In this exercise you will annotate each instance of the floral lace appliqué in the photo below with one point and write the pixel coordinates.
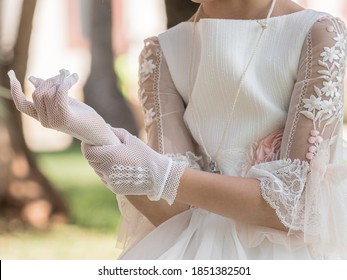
(325, 106)
(148, 69)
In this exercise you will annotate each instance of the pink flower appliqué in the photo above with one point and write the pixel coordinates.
(265, 150)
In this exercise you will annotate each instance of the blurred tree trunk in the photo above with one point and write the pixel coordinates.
(101, 90)
(26, 196)
(179, 10)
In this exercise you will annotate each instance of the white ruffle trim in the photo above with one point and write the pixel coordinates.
(309, 199)
(134, 226)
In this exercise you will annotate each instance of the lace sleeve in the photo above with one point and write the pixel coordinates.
(163, 107)
(306, 185)
(163, 110)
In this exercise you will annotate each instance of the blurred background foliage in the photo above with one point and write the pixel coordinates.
(52, 204)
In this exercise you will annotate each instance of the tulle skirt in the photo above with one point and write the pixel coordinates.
(199, 234)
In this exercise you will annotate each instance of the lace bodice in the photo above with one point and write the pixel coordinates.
(288, 122)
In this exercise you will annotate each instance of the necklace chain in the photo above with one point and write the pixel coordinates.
(264, 24)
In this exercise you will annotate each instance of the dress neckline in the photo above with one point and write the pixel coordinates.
(250, 20)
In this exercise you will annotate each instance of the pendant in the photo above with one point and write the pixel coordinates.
(213, 167)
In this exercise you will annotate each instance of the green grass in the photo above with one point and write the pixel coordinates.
(91, 204)
(94, 216)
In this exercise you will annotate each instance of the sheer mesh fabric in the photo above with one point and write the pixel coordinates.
(166, 131)
(306, 184)
(53, 108)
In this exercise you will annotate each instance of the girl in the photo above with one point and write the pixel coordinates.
(243, 111)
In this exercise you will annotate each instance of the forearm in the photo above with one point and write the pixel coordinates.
(233, 197)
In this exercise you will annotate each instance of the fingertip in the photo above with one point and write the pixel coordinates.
(64, 72)
(11, 74)
(75, 77)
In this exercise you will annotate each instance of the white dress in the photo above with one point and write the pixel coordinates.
(286, 131)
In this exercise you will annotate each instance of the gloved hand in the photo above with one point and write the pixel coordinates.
(133, 168)
(55, 109)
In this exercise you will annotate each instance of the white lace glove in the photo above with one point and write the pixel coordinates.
(55, 109)
(133, 168)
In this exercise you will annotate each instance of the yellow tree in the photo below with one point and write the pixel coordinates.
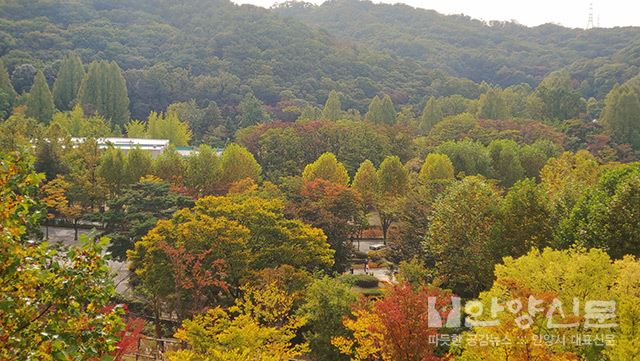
(542, 302)
(261, 326)
(53, 302)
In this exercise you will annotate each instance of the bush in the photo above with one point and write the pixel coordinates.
(373, 292)
(362, 281)
(360, 255)
(376, 256)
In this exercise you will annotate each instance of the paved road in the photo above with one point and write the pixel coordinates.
(120, 269)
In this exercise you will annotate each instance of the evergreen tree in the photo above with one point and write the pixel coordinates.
(333, 107)
(431, 114)
(621, 115)
(113, 169)
(170, 166)
(40, 102)
(104, 91)
(68, 80)
(139, 164)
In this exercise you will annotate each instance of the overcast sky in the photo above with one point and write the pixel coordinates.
(571, 13)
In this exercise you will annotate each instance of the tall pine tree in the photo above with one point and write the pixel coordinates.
(40, 102)
(333, 107)
(104, 91)
(67, 84)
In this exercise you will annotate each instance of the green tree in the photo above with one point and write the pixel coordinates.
(54, 304)
(334, 208)
(365, 181)
(462, 234)
(203, 171)
(431, 114)
(281, 153)
(7, 94)
(555, 98)
(467, 156)
(528, 277)
(170, 166)
(328, 168)
(252, 111)
(77, 125)
(207, 124)
(40, 102)
(505, 161)
(139, 164)
(238, 163)
(393, 185)
(168, 126)
(135, 129)
(113, 170)
(104, 91)
(333, 107)
(50, 151)
(525, 219)
(87, 189)
(381, 111)
(260, 326)
(327, 302)
(492, 105)
(565, 179)
(68, 80)
(134, 213)
(436, 167)
(607, 216)
(621, 115)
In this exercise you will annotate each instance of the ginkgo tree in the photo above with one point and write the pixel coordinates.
(53, 302)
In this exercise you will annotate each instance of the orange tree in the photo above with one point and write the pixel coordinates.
(397, 326)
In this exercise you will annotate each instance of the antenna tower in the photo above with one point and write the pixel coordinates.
(590, 21)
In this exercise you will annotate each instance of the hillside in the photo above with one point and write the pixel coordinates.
(295, 54)
(209, 50)
(503, 53)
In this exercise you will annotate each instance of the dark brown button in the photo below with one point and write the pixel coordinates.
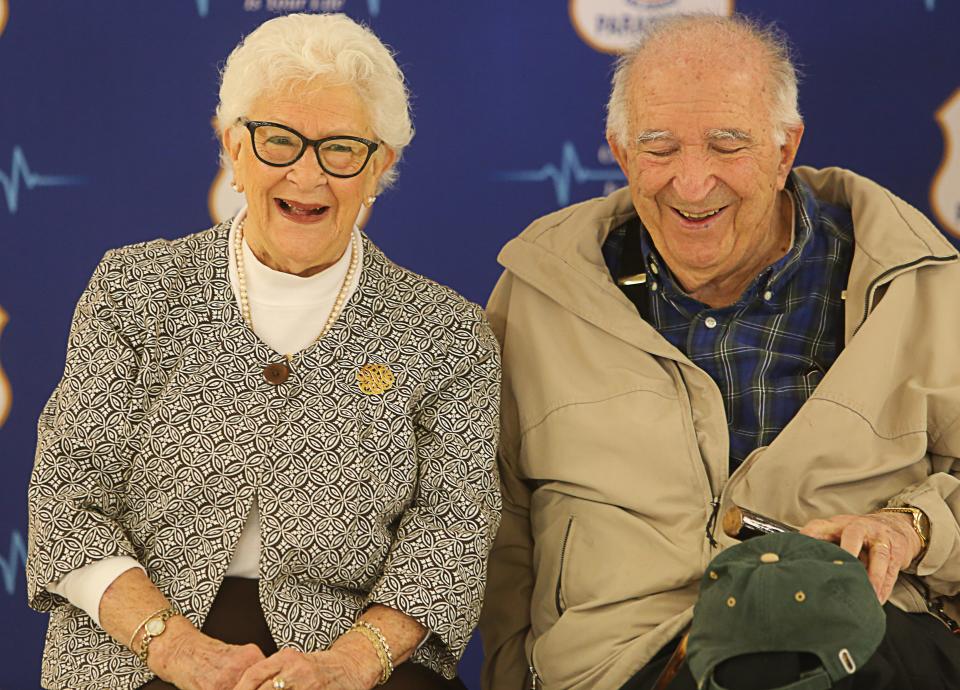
(276, 373)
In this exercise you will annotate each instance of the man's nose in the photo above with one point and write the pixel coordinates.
(694, 178)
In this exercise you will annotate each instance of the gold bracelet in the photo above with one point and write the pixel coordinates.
(143, 623)
(920, 523)
(153, 628)
(379, 642)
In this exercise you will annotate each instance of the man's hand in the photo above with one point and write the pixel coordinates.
(885, 542)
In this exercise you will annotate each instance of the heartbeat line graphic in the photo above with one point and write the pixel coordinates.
(20, 172)
(569, 171)
(11, 566)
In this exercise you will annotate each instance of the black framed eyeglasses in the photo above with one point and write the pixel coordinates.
(278, 145)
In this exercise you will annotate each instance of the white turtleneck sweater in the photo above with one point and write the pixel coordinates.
(288, 313)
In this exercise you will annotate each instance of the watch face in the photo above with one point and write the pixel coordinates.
(155, 626)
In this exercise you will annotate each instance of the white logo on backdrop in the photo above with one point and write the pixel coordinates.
(571, 170)
(611, 26)
(20, 174)
(6, 398)
(945, 190)
(278, 6)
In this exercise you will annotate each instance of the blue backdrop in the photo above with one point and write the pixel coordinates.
(106, 139)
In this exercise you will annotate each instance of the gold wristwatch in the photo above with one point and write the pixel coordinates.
(921, 525)
(153, 628)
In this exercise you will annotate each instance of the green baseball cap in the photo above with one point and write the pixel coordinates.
(785, 593)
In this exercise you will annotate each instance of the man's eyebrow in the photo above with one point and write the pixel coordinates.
(648, 135)
(736, 134)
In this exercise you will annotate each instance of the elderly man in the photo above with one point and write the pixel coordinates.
(725, 330)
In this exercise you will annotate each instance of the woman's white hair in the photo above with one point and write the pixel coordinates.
(773, 44)
(290, 51)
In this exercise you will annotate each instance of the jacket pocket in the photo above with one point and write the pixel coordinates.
(564, 555)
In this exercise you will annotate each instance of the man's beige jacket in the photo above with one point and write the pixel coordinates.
(614, 446)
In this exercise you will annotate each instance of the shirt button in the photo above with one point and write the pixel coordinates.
(276, 373)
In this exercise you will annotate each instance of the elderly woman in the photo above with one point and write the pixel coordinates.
(267, 434)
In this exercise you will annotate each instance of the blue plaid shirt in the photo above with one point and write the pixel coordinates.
(769, 350)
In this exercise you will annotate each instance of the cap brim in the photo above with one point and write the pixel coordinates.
(814, 680)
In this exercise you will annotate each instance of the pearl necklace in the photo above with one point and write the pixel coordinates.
(337, 304)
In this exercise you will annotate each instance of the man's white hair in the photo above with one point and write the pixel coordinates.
(288, 52)
(669, 31)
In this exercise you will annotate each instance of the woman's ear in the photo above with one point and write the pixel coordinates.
(230, 139)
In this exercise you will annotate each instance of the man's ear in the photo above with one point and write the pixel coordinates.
(788, 153)
(619, 152)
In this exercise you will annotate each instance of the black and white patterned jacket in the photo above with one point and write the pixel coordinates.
(164, 430)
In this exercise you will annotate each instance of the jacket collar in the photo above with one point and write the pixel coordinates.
(560, 254)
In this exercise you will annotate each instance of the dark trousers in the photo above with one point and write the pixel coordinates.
(917, 653)
(236, 618)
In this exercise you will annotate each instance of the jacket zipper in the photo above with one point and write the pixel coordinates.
(872, 287)
(563, 555)
(712, 522)
(535, 683)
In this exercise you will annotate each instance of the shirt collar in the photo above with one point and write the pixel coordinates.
(771, 279)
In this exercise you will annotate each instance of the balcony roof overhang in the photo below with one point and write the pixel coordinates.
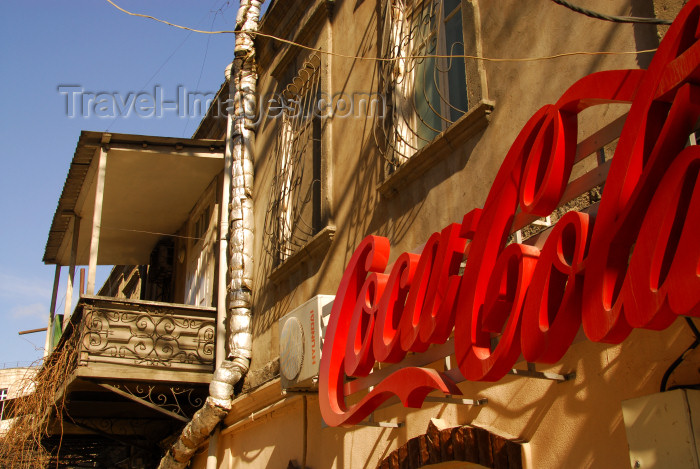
(150, 186)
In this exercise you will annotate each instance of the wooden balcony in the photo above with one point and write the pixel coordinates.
(138, 371)
(143, 340)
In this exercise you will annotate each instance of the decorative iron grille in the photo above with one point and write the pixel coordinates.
(426, 88)
(293, 214)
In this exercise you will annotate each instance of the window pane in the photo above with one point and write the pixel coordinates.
(427, 97)
(450, 5)
(456, 74)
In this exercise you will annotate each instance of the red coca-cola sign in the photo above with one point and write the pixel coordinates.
(634, 264)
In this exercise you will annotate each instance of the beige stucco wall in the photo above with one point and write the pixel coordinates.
(573, 424)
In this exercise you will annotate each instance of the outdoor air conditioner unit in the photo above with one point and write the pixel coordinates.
(301, 341)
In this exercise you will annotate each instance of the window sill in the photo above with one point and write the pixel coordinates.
(467, 126)
(314, 250)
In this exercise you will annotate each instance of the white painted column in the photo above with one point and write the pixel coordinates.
(97, 219)
(71, 271)
(48, 345)
(222, 295)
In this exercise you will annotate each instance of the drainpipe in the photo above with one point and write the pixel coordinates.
(240, 139)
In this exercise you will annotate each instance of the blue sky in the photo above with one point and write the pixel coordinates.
(91, 45)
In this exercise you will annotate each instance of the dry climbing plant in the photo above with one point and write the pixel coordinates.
(43, 405)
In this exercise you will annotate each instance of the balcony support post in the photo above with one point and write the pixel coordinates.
(71, 271)
(48, 345)
(97, 216)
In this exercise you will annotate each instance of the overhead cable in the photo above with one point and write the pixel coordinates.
(384, 59)
(614, 19)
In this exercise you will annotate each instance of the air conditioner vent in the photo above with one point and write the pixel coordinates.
(301, 341)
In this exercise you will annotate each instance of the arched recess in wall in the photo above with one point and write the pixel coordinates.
(440, 446)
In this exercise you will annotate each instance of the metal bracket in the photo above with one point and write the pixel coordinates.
(456, 400)
(532, 372)
(144, 402)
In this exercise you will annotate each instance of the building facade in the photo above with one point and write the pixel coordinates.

^^^^^^^^^^^^^^^^

The exercise >>
Take the line that contains "In this exercise you will annotate each instance of the red" and every line after it through the end of the listing above, and repeat them exactly.

Response to the task >>
In this exercise you will annotate each instance of the red coca-cola sign in the photo above with one point and write the pixel coordinates.
(634, 264)
In this exercise you will annotate each instance of the beige stucco wall in the photo above with one point and write the pixel coordinates.
(573, 424)
In this exercise you will annotate each instance of the outdoor air conditioner unit in the photo above with one point and write the pixel coordinates.
(301, 341)
In this exercise you will annotate each instance of the window sill in the photo above with one point and write the pixel coordinates.
(467, 126)
(314, 250)
In this exercise you will annotate each instance of the white painted column in the photo above with one point and write the pixel coordinates.
(97, 219)
(71, 271)
(48, 345)
(222, 295)
In this exercise you will annotate each instance of the drainpipe in the photo above with one point and write the pixel coordinates.
(240, 139)
In this exercise you will annotate each instance of the blue sky in the photo above with one point and write the pixel coordinates.
(91, 45)
In this exercise you will annotate each instance of the dry climbing plant in the photo above with one point and write the pixel coordinates.
(43, 405)
In this exercise you will annotate each instance of the balcony support post in the photo above with one point and write the pixel coordinates.
(71, 271)
(48, 345)
(97, 216)
In this exercise you will annotate each instance of the overhead cable in the photo above with one point and write the pixel coordinates.
(384, 59)
(614, 19)
In this exercise you will annotate each instance of the air conditioner vent in the photo above with one point and write the pixel coordinates.
(301, 341)
In this exercise you will annotate each instance of the arched recess in wall in the photo above with one point and write the pixel coordinates.
(440, 446)
In this exercise you will annotate each instance of the metal bracket in the photo above with one point and write the pixel coordinates.
(456, 400)
(532, 372)
(144, 402)
In this exercise you will annotate each instance of the building facade in the photo above with one point and write the pixel coordinates.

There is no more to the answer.